## begin MATERIAL TO PROCESS
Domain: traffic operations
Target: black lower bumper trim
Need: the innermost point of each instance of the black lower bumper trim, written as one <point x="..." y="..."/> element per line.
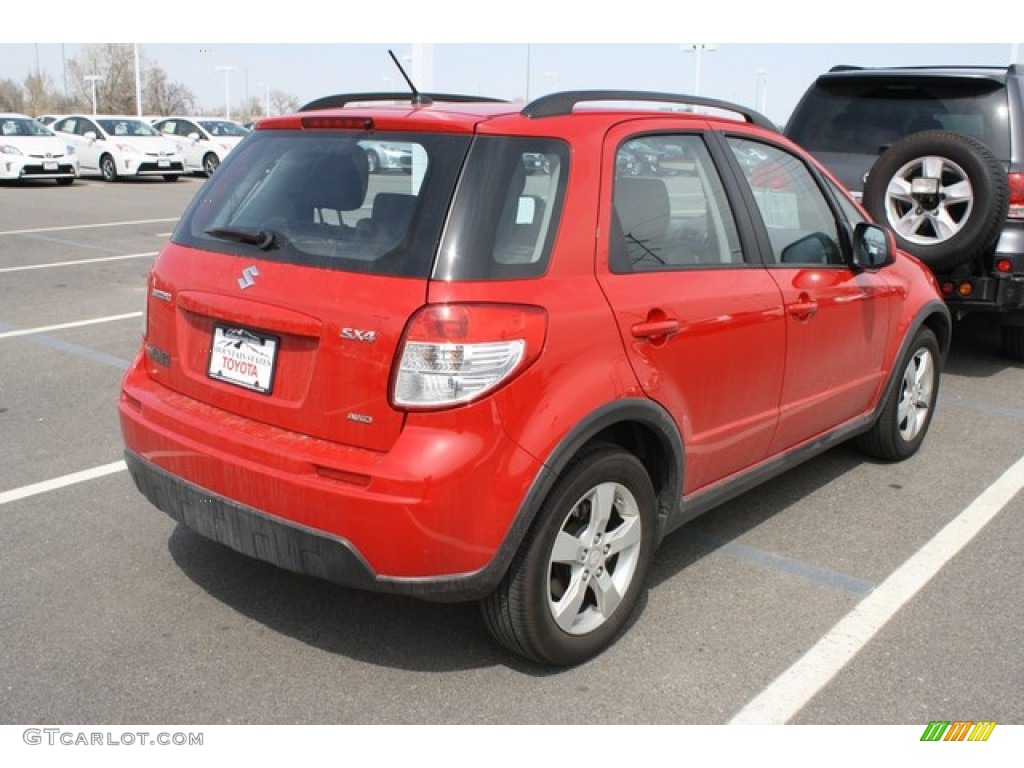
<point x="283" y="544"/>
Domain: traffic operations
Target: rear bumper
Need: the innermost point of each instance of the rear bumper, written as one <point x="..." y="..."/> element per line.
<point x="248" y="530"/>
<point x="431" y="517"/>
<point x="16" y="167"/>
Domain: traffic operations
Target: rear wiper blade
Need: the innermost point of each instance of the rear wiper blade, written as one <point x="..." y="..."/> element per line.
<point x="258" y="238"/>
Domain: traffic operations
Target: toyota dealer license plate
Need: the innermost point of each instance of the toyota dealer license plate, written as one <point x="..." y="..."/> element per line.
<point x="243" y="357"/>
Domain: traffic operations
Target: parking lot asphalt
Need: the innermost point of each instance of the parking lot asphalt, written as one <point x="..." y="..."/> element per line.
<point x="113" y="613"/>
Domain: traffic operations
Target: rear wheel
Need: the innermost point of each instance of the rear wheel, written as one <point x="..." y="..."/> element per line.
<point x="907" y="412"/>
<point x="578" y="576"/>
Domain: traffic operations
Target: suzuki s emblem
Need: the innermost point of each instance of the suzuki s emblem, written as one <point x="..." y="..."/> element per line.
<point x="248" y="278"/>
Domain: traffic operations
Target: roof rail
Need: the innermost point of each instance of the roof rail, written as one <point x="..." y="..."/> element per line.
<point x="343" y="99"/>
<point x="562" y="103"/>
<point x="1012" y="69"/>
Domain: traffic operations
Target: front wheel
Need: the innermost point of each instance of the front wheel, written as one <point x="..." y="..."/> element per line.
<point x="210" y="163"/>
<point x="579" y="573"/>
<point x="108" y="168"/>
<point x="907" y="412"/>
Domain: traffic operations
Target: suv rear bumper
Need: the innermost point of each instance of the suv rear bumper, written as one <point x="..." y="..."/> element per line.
## end MATERIAL TO PROCESS
REQUIRED TASK — In the copy, include all records verbatim but no images.

THE REPLY —
Domain: traffic operations
Target: black lower bumper trim
Need: the innermost point of each instance of the black lower bumper trim, written as one <point x="..." y="..."/> element per line.
<point x="283" y="544"/>
Domain: traffic operations
Target: rear bumper
Need: the innermost point of each instance of the rear bumper, written as one <point x="..." y="..."/> element per line.
<point x="248" y="530"/>
<point x="431" y="517"/>
<point x="16" y="167"/>
Domain: traffic operations
Target: rear wiper blade
Need: the innermost point of each instance of the rear wiper blade, written as one <point x="..." y="..."/> element per line.
<point x="258" y="238"/>
Domain: traffic operations
Target: toyota dealer license plate
Need: the innermost point of each instance of the toyota dealer license plate, written as one <point x="..." y="..."/> element per line.
<point x="243" y="357"/>
Domain: traffic operations
Target: parking lot asphalt
Need: the innermost point of each instance of the parking lot asphalt, written as one <point x="..." y="..."/> element per line.
<point x="113" y="613"/>
Domain: traffic operations
Target: rear wheel
Need: the innermost point of each instance of the rear wheel, written as one <point x="..." y="..."/> element per line.
<point x="907" y="412"/>
<point x="578" y="576"/>
Domain: traffic operations
Target: suzuki s emblem
Need: the innermost point of each instance of the suzuki s emblem, written as one <point x="..." y="..."/> element per line.
<point x="248" y="278"/>
Domain: traffic operations
Target: roof rail
Need: the innermost point of each instance of the roof rail, written as one <point x="..." y="..."/> element per line.
<point x="343" y="99"/>
<point x="562" y="103"/>
<point x="1012" y="69"/>
Domain: traffic operations
Target: front wheel
Need: the innermost point of each instance of the front wheel, written as one <point x="..." y="..."/> element per line.
<point x="210" y="163"/>
<point x="579" y="573"/>
<point x="108" y="168"/>
<point x="907" y="412"/>
Domain: traffic operations
Target: suv rear bumper
Need: the innermost point of each instance of the suv rear bumper, written as one <point x="..." y="..."/> element per line.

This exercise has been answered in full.